**Exercises to complete**
**1)** Decide whether each statement agrees with the genome assembly exercise below. Answer yes or no, and quote the words of the exercise that settle each one.
(a) The fasterq-dump tool works with HiFi reads.
(b) The FastQC step can only be set up after the download has finished.
(c) The khmer abundance run uses a kmer length of 21.
**2)** In one to three sentences, explain why the genome assembly exercise below says to downsample the fly reads before running hifiasm.
**3)** Carry on the genome assembly exercise below, beginning right after its final step.

**Extract to read**
_ _ _ _ _

In this exercise, we will practice attempt to assemble some genomes using the web interface Galaxy.
For a detailed explanation of the exercises review the second session of the Genome Assembly course here.
First of all you need to create a Galaxy account in the EU mirror https://usegalaxy.eu/.
Now let’s get started by downloading some HiFi data:
ecoli SRR10971019 yeast SRR13577846 fly SRR10238607
Let’s pick one (or all, but I suggest to start with ecoli) and in the tools search bar locate Download and Extract Reads in FASTA/Q (aka fastq-dump) ! there is also fasterq-dump, which however doesn’t work with hifi. ! if you want to try the fly, make sure you download the reads as fastq (not fastq.gz). ! See below, I rather suggest starting from the simpler ecoli or yeast.
Select SRR accession and input one of the above IDs. Leave the other parameters unchanged and execute.
Then we want to run some QC. In the tools search bar locate FastQC. Note that you don’t have to wait for the download (or any other job) to finish to plan the next step!
Now let’s run hifiasm using the hifi reads we have downloaded (or are still downloading) !note: if you wish to assemble the fly, the dataset is very large so we first need to downsample it. First,run Fastq to tabular with default settings on the read set. Then since the data set is 25.8Gbp (from 1,057,390 reads) the coverage is about 25.8/0.175=147x. A typical hifi dataset is 30-40x so we can sample 2301518:147=x:35 -> 251759 reads to achieve the desidered coverage. Use the tool Select random lines on the tabular output then convert it back to fastq with Tabular to FASTQ using: Identifier column 1 Sequence column 2 Quality column 3 You can run FastQC again on the downsampled reads to make sure everything looks good.
While our assembly runs we can get some information on the genome parameters using kmers. Run khmer: Abundance Distribution (all-in-one) using the raw reads as input. Make sure in the advanced options you set: kmer length = 21 tablesize = 1000000000
In Galaxy we can manipulate files relatively easily, let’s use awk to convert the output of khmer to a format suitable for Genomescope2. Search for Text reformatting (aka awk), select the output of khmer as input (the csv file), and type this as awk program:
{FS = ","; if($2!=0 && NR>1) printf $1" "$2"\n"}
Now you can download the results using the right bar. Then get to http://qb.cshl.edu/genomescope/genomescope2.0/ You only need to upload the file you just downloaded as input, make sure to select the appropriate ploidy and submit.

_ _ _ _ _

(Collected data)
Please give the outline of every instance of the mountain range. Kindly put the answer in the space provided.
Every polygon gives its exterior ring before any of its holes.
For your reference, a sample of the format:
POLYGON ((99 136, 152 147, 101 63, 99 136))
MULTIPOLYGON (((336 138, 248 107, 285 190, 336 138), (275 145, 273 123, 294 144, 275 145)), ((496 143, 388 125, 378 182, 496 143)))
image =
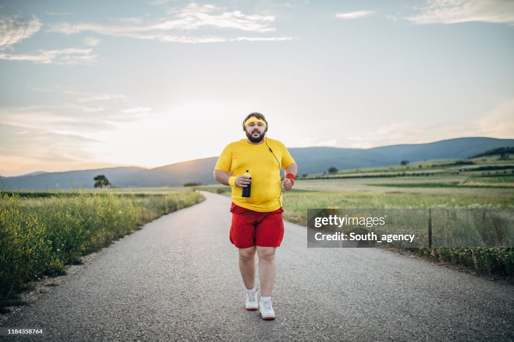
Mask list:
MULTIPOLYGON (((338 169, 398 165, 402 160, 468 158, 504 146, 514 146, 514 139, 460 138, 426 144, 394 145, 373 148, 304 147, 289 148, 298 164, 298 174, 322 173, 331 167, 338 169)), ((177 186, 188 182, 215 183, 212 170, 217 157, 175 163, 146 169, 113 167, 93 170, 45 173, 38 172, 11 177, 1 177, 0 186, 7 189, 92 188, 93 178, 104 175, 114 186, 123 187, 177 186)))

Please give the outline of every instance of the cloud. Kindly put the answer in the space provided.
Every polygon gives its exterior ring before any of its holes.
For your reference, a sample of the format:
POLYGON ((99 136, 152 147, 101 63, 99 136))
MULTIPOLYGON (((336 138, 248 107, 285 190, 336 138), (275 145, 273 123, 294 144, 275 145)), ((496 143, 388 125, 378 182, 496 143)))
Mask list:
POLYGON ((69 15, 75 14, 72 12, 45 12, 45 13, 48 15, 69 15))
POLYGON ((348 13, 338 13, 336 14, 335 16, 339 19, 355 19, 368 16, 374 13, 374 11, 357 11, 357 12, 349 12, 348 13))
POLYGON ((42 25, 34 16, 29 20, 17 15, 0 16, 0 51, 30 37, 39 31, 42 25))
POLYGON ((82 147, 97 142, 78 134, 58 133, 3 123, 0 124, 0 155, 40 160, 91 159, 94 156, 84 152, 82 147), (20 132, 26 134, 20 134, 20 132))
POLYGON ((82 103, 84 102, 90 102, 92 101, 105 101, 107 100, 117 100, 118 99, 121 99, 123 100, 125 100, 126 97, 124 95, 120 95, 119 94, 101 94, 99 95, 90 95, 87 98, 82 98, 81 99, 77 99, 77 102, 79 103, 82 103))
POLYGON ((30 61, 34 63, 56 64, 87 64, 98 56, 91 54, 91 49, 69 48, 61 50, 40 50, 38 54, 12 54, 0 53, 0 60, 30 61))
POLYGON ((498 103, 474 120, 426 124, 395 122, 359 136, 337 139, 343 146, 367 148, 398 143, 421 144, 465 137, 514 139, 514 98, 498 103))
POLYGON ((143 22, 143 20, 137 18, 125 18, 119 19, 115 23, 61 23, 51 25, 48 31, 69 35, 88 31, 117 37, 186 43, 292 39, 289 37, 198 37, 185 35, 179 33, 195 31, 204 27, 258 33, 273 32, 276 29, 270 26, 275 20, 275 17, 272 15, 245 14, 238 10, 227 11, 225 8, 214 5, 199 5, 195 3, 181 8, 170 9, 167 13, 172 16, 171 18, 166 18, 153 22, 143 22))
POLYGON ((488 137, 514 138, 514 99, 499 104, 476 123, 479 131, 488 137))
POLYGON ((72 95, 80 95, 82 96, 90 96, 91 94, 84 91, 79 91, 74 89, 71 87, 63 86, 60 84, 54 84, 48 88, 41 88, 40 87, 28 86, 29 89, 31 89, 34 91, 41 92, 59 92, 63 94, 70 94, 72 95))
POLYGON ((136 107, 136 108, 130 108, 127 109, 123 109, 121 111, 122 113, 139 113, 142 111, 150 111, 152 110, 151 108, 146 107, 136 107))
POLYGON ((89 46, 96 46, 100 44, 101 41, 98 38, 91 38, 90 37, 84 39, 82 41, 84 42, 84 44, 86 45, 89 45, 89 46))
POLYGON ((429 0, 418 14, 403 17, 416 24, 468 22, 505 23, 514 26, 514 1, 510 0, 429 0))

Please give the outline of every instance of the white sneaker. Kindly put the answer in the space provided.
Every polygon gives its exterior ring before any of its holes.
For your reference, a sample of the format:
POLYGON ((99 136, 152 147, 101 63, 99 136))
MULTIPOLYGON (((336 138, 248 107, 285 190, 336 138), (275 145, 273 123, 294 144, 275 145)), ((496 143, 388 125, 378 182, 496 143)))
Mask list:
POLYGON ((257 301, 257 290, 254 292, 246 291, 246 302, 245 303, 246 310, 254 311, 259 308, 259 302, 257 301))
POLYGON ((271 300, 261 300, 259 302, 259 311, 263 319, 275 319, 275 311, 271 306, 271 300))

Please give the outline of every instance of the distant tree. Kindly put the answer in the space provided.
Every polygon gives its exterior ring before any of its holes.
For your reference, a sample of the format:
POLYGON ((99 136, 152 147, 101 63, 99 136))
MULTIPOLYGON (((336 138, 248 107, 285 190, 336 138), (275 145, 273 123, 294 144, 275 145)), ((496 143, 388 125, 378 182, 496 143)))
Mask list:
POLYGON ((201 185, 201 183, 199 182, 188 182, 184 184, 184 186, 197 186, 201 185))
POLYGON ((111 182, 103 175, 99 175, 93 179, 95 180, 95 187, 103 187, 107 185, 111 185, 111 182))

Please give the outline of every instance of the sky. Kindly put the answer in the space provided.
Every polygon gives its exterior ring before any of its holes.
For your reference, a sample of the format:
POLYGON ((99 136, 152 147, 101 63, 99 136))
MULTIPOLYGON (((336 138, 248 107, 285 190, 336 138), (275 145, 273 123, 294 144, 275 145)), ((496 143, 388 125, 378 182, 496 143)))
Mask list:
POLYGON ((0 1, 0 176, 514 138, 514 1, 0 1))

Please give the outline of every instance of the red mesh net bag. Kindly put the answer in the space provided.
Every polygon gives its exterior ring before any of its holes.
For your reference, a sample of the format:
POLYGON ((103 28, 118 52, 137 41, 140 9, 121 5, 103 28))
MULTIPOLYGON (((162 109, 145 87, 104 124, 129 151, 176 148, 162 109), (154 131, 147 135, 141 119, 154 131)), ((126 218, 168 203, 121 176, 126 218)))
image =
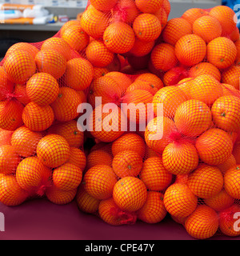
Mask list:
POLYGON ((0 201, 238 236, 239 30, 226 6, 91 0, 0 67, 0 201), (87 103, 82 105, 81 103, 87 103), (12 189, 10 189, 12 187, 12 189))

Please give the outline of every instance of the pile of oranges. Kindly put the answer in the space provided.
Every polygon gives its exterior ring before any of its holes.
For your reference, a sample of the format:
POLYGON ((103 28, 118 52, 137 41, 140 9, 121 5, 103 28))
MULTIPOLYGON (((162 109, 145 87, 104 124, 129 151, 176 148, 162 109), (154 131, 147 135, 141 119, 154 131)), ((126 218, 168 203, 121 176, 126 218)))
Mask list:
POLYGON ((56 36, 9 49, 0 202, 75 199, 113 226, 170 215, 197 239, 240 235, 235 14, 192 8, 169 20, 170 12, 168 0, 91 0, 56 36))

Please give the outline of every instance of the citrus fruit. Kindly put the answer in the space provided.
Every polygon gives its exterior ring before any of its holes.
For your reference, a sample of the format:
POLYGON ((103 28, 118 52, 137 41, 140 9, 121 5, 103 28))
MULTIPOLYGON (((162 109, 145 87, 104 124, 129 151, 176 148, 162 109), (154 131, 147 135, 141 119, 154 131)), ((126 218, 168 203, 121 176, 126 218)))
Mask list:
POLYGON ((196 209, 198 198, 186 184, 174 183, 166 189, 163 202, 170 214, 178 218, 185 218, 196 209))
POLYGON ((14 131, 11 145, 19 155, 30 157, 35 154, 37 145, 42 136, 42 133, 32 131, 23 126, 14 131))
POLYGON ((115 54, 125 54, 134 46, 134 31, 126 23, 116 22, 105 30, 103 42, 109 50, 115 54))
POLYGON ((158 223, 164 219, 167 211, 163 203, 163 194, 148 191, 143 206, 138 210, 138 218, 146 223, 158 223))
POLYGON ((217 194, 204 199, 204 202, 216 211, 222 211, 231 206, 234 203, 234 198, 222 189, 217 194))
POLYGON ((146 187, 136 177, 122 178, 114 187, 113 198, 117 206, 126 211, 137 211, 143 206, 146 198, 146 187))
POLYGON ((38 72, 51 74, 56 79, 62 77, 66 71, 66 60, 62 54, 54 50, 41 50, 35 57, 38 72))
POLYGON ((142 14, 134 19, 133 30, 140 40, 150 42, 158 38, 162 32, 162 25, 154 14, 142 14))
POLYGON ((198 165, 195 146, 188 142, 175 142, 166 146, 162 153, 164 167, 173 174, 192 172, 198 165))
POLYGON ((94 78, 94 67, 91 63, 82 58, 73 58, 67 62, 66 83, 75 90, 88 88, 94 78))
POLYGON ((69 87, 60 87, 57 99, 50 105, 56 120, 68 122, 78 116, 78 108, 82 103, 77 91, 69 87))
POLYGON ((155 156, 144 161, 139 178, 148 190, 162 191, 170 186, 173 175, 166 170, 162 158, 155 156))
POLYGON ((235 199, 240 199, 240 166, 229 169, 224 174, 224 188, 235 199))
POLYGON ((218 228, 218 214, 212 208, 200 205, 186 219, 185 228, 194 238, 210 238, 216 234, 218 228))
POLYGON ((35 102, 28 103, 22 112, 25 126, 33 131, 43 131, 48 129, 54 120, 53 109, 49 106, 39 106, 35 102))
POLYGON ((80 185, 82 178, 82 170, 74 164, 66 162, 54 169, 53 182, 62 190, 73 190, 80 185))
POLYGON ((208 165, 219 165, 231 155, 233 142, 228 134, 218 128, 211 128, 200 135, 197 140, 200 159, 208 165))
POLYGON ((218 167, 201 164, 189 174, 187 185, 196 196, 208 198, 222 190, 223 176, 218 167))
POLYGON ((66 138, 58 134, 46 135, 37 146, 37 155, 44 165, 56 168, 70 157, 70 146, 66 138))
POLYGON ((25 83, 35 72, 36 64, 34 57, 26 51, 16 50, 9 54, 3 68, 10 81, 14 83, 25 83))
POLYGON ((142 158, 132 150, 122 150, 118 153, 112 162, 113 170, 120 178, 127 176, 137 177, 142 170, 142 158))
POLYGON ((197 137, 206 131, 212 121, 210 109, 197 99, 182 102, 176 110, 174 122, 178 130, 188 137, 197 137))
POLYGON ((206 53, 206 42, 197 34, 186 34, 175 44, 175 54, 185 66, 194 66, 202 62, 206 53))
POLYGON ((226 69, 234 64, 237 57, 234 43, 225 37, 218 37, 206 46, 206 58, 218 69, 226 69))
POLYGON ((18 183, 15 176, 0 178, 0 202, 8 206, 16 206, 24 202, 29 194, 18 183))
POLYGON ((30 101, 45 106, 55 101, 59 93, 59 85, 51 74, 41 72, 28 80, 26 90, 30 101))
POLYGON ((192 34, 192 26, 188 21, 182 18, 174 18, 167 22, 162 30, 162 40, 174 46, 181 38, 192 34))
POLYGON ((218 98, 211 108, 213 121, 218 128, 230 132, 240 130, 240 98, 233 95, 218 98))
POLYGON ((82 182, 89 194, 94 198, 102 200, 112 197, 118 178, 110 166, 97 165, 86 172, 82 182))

_ _ _ _ _

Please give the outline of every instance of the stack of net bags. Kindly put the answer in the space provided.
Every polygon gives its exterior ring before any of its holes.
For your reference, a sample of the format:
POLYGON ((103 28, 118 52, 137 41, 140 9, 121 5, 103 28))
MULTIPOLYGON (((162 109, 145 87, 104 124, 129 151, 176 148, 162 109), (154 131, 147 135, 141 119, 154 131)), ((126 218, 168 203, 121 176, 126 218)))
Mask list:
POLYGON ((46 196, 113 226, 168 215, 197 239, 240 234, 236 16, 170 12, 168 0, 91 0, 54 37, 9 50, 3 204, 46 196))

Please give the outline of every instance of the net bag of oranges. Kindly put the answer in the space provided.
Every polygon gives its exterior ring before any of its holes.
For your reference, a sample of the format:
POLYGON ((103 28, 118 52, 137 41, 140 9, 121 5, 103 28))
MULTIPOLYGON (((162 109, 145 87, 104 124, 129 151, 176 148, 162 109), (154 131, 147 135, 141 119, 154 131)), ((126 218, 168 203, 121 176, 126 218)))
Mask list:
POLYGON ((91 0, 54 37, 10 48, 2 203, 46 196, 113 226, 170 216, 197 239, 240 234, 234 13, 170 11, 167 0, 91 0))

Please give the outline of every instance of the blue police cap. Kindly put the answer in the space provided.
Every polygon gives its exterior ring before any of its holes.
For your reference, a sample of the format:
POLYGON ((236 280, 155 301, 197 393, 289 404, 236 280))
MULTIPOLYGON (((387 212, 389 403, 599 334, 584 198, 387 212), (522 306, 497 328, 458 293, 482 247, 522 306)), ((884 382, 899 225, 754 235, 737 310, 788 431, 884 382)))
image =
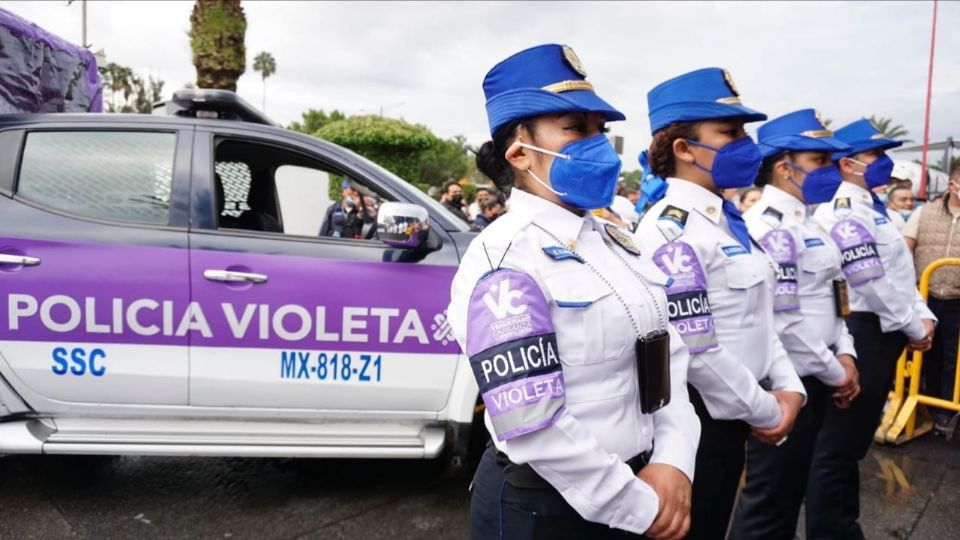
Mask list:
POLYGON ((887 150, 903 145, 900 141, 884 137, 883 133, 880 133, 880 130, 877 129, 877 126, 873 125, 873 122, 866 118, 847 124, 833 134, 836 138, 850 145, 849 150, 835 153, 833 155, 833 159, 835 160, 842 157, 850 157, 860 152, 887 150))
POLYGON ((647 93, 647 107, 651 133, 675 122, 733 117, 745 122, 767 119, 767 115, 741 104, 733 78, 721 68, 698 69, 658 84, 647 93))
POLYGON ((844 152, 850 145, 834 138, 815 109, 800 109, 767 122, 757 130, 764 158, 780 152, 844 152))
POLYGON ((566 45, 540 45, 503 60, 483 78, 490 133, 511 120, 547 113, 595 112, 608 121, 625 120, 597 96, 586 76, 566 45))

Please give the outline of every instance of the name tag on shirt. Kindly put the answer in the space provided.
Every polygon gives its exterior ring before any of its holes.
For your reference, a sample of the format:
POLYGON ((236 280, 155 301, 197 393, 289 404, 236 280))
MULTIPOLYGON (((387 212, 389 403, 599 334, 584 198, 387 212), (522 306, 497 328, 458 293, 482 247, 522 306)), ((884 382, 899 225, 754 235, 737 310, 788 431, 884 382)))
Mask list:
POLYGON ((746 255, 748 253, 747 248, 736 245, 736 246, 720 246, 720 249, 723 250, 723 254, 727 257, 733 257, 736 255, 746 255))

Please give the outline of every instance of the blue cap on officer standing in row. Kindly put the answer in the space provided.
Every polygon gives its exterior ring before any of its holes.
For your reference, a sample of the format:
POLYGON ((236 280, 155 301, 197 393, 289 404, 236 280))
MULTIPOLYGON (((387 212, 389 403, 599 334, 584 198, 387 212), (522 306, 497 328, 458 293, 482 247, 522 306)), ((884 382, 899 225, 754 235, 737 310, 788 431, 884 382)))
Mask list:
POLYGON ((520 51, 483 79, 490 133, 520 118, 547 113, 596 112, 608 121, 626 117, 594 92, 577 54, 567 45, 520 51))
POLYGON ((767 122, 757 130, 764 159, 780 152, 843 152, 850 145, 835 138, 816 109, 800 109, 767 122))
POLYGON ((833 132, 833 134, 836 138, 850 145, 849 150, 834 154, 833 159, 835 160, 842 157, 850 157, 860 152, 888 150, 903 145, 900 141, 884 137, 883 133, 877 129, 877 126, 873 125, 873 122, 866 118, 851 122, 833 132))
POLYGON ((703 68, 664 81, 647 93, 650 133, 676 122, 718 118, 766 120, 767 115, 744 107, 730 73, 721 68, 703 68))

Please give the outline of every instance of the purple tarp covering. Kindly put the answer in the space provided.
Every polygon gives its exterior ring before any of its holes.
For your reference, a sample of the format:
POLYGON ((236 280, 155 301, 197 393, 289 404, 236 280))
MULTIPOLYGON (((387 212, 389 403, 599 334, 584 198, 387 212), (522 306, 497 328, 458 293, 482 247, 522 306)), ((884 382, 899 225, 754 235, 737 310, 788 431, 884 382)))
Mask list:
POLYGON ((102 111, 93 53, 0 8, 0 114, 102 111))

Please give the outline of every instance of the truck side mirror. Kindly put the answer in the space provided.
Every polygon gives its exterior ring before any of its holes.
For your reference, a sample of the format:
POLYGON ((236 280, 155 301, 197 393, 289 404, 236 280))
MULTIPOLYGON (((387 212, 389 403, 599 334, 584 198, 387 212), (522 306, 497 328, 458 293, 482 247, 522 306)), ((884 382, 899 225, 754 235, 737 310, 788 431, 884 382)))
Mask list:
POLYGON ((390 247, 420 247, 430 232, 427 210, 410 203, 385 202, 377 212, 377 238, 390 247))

_ _ _ _ _

**Numbered answers**
**1)**
(a) No: "there is also fasterq-dump, which however doesn’t work with hifi."
(b) No: "Note that you don’t have to wait for the download (or any other job) to finish to plan the next step!"
(c) Yes: "kmer length = 21"

**2)** The fly dataset is very large, at 25.8Gbp, which gives a coverage of about 147x. A typical HiFi dataset has 30-40x coverage, so the reads are randomly sampled down to reach about 35x.

**3)**
Use GFA to FASTA to convert both the primary and alternate assembly graphs to the more common fasta format.
Once you have generated the fasta you can run Fasta Statistics on both the primary and the alternate. We could also Compute sequence length on the assembly and then generate an histogram .
Now let’s locate Busco (v4) and run it on both the primary and alternate assembly. Make sure you pick a reasonable classification for the species under consideration (e.g. Gammaproteobacteria for ecoli, Fungi for yeast, Insecta for the fly).
Now let’s download the Genbank reference assembly for the same species, repeat the evaluation steps and compare the numbers.
Let’s also download some other genome that we are interested in, even larger ones, and run the evaluation steps on them. For instance we can navigate to the fly reference genome: https://www.ncbi.nlm.nih.gov/assembly/GCF_000001215.4 Now click on FTP directory for RefSeq assembly in the right menu. Copy the link for the file named GCF_000001215.4_Release_6_plus_ISO1_MT_genomic.fna.gz In Galaxy click on upload data and then paste/fetch data, then paste the link to the assembly.
Evaluate as many assemblies from different species as you like! Set them up at the same time so that you can just go and relax for a few hours and wait for the results. You can run fasta statistics and busco, but also genomescope on different raw data sets (illumina will work fine too). We will discuss the results together.